Manager Dale Sveum doesn’t plan to mention the 101 losses when he addresses the team before Sunday’s first full-squad workout at Fitch Park. Tom Ricketts is also expected to speak with the players and the media. The chairman will be asked about the Wrigley Field renovations plans and the television deals that are supposed to help make this franchise matter again.

Everything is Mesa is looking toward the future, from the new facility being built at the Loop 101 and 202 freeway intersection, to the cars Jorge Soler will hit during his batting-practice shows. It will be all blue skies and Arizona sunshine.    

“The bottom line is last year is last year,” Sveum said. “We have so many different players, a year under all our belts. Some of the young guys that didn’t perform as well last year – you can already tell the maturity in them from those ups and downs last year, to where there’s no need to bring anything up that has no relevance to this year at all. It’s all about 2013.”

It wasn’t quite a “Horrible Bosses” revenge plan after the front office left him with a roster that leaned heavily on Triple-A Iowa. But Sveum did make sure to match team president Theo Epstein against general manager Jed Hoyer in Saturday’s play-in event for the 64th spot in his second annual bunting tournament.

*Supplied material*.
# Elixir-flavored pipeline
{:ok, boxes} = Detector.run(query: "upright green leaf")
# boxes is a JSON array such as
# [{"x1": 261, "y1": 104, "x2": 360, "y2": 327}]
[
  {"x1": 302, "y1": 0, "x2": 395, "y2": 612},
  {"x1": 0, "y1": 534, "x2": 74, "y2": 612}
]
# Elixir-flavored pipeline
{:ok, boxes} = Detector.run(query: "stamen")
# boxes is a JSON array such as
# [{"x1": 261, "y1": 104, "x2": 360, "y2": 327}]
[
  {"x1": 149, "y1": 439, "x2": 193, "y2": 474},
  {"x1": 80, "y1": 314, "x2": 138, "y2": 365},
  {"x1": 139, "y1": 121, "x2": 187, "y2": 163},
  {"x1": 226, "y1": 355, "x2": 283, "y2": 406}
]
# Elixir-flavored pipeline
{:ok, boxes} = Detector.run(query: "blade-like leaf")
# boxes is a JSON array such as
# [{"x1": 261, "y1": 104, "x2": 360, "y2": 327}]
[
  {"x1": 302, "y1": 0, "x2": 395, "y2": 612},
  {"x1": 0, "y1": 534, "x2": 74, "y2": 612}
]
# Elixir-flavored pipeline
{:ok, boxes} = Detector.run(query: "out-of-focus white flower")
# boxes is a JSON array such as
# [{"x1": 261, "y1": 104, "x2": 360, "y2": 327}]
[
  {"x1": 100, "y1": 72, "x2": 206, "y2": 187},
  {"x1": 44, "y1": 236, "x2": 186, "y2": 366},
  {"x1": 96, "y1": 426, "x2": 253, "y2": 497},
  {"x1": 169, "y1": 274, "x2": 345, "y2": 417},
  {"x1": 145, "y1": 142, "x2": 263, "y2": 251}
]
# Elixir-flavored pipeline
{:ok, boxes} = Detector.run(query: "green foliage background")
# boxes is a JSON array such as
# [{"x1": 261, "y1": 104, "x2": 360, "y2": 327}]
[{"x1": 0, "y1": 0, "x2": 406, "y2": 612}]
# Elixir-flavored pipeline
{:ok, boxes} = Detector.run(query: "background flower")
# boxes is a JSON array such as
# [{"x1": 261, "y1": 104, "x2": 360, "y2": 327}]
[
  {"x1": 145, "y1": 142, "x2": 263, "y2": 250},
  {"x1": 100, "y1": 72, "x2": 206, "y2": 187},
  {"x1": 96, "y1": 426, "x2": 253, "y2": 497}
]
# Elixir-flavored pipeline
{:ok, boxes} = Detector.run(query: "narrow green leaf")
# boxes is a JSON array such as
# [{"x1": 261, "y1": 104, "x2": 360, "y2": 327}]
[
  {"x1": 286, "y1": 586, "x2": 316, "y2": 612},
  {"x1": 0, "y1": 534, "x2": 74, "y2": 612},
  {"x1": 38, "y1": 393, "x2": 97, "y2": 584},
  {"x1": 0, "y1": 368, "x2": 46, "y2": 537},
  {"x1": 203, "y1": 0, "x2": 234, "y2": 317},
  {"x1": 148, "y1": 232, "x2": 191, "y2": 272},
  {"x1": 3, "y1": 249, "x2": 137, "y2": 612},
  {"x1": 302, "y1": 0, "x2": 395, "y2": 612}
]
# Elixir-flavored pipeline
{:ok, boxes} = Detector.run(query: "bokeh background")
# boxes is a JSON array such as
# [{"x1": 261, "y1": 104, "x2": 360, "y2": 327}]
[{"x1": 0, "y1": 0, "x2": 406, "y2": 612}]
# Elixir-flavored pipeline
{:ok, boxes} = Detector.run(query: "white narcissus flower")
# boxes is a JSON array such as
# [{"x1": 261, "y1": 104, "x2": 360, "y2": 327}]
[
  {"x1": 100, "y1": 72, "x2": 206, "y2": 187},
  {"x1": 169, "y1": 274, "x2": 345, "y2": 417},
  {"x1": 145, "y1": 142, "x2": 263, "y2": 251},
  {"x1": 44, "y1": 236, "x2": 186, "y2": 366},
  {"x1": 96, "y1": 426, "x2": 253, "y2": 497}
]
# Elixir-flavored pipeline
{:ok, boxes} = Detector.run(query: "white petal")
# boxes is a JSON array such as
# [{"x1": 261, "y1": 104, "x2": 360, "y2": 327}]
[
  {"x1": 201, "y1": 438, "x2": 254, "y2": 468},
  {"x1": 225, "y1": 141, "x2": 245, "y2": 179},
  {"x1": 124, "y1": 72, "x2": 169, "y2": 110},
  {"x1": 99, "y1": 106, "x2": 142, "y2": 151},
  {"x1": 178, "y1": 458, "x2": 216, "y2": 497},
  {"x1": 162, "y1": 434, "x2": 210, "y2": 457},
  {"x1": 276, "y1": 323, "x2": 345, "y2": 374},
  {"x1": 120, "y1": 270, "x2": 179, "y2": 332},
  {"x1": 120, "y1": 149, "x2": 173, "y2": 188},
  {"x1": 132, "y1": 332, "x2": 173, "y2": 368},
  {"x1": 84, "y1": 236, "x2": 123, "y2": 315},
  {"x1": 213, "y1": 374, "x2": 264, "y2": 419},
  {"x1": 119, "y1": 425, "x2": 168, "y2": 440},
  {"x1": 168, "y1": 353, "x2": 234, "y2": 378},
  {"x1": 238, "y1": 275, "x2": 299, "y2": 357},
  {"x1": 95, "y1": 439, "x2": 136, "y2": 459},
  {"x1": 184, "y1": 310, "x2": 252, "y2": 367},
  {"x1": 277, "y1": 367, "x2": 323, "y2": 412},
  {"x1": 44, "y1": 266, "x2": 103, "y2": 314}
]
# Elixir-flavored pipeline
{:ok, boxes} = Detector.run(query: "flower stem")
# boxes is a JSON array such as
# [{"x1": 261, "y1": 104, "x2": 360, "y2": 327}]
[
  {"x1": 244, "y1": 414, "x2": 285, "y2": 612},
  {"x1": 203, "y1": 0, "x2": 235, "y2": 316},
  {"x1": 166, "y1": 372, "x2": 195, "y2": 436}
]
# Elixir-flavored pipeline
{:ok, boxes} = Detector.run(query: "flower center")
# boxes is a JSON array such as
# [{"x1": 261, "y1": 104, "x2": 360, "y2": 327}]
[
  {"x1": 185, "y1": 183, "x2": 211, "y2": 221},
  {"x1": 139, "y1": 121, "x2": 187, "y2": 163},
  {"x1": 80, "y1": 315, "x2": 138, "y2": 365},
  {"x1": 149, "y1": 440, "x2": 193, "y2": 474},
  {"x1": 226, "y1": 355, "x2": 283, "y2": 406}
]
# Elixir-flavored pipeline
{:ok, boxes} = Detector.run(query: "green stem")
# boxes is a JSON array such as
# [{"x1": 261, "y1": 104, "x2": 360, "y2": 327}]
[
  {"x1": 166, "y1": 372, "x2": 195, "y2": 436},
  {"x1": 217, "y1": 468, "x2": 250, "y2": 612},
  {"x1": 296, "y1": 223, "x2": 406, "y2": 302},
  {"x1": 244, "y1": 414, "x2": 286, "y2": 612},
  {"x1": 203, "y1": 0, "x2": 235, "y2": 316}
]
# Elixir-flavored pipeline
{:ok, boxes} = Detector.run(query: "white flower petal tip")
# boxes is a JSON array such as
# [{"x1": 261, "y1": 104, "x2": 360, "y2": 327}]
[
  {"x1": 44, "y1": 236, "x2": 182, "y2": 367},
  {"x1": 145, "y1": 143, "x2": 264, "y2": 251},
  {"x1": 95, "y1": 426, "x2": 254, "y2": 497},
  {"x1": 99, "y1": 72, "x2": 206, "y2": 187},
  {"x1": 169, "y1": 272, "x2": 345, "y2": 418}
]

*What you have to do*. Quote the passage about Dale Sveum's spring training remarks in full, word for word. The listing is not used in this exercise.

*Exercise output*.
Manager Dale Sveum doesn’t plan to mention the 101 losses when he addresses the team before Sunday’s first full-squad workout at Fitch Park. Tom Ricketts is also expected to speak with the players and the media. The chairman will be asked about the Wrigley Field renovations plans and the television deals that are supposed to help make this franchise matter again.

Everything is Mesa is looking toward the future, from the new facility being built at the Loop 101 and 202 freeway intersection, to the cars Jorge Soler will hit during his batting-practice shows. It will be all blue skies and Arizona sunshine.    

“The bottom line is last year is last year,” Sveum said. “We have so many different players, a year under all our belts. Some of the young guys that didn’t perform as well last year – you can already tell the maturity in them from those ups and downs last year, to where there’s no need to bring anything up that has no relevance to this year at all. It’s all about 2013.”

It wasn’t quite a “Horrible Bosses” revenge plan after the front office left him with a roster that leaned heavily on Triple-A Iowa. But Sveum did make sure to match team president Theo Epstein against general manager Jed Hoyer in Saturday’s play-in event for the 64th spot in his second annual bunting tournament.